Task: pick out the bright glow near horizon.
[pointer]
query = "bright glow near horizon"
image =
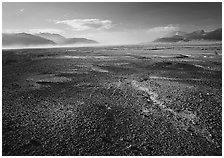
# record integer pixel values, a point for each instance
(111, 23)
● ● ● ● ●
| PROBLEM |
Copy out all lines from the records where the word "bright" appears.

| TASK RESPONSE |
Task: pick out the bright glow near horizon.
query = "bright glow near horizon"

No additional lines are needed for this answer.